Only the lines from the one containing "Reviewer note: confirm each instance of the snow-covered field" through the last line below should be written out, exactly and with both ends kept.
* * *
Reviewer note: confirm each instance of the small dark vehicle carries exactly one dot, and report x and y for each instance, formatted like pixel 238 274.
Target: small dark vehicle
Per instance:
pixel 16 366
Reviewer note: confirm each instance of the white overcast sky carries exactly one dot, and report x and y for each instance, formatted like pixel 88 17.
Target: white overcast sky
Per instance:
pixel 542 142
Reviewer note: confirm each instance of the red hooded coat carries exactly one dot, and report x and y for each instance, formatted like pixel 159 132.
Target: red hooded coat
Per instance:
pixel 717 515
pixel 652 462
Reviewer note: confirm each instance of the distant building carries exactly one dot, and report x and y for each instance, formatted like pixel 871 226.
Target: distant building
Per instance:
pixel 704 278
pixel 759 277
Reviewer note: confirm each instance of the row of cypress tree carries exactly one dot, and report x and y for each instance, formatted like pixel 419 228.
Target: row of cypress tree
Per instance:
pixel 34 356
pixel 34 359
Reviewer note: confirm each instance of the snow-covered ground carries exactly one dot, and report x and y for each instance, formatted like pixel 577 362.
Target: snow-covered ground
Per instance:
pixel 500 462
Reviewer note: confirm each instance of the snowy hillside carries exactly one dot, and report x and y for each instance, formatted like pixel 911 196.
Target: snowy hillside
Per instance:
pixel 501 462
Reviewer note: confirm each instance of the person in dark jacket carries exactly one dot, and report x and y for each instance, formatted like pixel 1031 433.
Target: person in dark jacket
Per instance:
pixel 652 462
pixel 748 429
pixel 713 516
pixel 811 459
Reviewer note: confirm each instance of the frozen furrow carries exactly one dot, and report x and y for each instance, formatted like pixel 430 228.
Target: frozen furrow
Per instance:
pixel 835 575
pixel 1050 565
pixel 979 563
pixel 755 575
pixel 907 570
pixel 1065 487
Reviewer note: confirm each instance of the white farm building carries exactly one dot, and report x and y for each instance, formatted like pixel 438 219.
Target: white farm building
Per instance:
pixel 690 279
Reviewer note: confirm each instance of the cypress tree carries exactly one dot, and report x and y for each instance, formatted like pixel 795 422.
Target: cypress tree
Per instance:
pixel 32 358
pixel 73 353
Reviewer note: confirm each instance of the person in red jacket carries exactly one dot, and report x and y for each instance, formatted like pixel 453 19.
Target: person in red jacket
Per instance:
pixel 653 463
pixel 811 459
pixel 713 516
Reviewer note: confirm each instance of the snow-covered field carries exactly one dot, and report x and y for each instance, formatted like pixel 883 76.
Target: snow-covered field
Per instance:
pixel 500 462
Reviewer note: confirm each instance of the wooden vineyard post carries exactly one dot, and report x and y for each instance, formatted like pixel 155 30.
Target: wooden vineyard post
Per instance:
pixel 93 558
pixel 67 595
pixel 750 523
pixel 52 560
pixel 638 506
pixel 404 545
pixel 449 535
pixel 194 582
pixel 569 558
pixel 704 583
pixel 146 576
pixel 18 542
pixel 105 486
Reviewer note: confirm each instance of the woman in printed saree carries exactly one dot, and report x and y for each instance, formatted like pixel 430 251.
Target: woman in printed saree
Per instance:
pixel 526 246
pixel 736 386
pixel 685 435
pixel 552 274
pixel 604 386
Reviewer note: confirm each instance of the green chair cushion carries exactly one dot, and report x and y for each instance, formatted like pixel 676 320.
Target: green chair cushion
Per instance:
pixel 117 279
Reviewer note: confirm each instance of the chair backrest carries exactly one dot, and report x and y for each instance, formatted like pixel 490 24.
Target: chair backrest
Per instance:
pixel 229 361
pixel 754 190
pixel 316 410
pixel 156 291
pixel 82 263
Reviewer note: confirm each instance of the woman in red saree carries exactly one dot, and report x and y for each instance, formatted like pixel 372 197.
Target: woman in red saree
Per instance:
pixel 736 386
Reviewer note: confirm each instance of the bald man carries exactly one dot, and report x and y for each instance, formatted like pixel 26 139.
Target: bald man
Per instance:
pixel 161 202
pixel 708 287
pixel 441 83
* * *
» Expected answer
Reviewer note: confirm each instance of the snow-covered field carries exactly one dot, and report x and y for each instance, formatted like pixel 883 76.
Target: snow-covered field
Per instance:
pixel 500 462
Reviewer note: confirm each instance of the wooden vineyard post carries exactly one dot, and report x and y for each instance, formatted like pixel 155 30.
Target: wooden vineyard post
Per instance:
pixel 93 558
pixel 67 595
pixel 750 523
pixel 52 560
pixel 638 506
pixel 404 545
pixel 449 535
pixel 194 582
pixel 569 558
pixel 704 583
pixel 146 576
pixel 18 542
pixel 105 486
Reviewer note: confirm each instance of the woman in printed saree carries exactly one dot, and report x and y for each instance, formatted like pixel 430 251.
Target: woman in printed saree
Per instance:
pixel 526 246
pixel 736 386
pixel 685 435
pixel 552 274
pixel 604 386
Reviewer note: confirm each instance of the green chair cushion carries exactly one dot, and report x and y for each instance, formatted like pixel 676 320.
Target: green chair cushion
Per instance:
pixel 117 279
Reviewer note: confirm each instance of the chair backrest carries exactly one dot, and report x and y for each instance, formatted like pixel 490 24.
Target: chair backrest
Per instance:
pixel 229 361
pixel 754 190
pixel 316 410
pixel 156 291
pixel 82 263
Reviewer note: confirm each instance of the woman in red saree carries exactly one dot, and report x and y for each instance, formatted like pixel 372 197.
Target: woman in red saree
Per instance:
pixel 736 386
Reviewer note: confirm each instance of the bald man carries exactly one dot, and report x and y for each instance, formatted like pixel 26 139.
Target: bald man
Per instance:
pixel 161 202
pixel 708 287
pixel 441 83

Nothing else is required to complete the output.